In macroeconomia il concetto di disoccupazione si può estendere all'intero Stato e sulla base dei dati raccolti si possono calcolare stime statistiche come il tasso di disoccupazione.
Indice
1 Descrizione
1.1 Durata
1.2 In diversi gruppi demografici
1.3 Costi
2 Tipi di disoccupazione
2.1 Disoccupazione classica
2.2 Disoccupazione ciclica
2.3 Teoria marxista della disoccupazione
2.4 Disoccupazione strutturale
2.5 Disoccupazione stagionale
2.6 Disoccupazione frizionale
2.7 Disoccupazione a lungo termine
2.8 Disoccupazione nascosta
3 Misure
3.1 Politica economica
3.2 Trattazione matematica
4 Note
5 Bibliografia
6 Voci correlate
7 Altri progetti
8 Collegamenti esterni
Descrizione |
La disoccupazione di stato stazionario di una economia dipende dal tasso di separazione dal lavoro e dal tasso di ottenimento di occupazione. Il processo di ricerca di lavoro e la rigidità salariale sono due delle cause per cui il processo di reperimento del lavoro non è istantaneo.

ESERCIZIO PROPOSTO
Per favore, riproduci fedelmente la parte del testo sulla disoccupazione che si apre con le parole contenenti "In macroeconomia il" e si chiude con "tasso di disoccupazione.".

Record di annotazione a punti
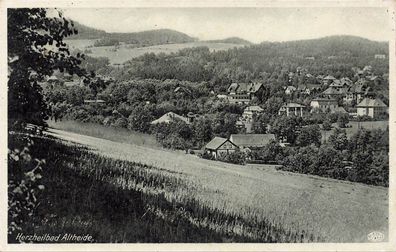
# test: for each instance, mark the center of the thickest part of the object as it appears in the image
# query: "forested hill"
(341, 45)
(231, 40)
(152, 37)
(335, 55)
(85, 32)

RISPOSTA COMPLETA
In macroeconomia il concetto di disoccupazione si può estendere all'intero Stato e sulla base dei dati raccolti si possono calcolare stime statistiche come il tasso di disoccupazione.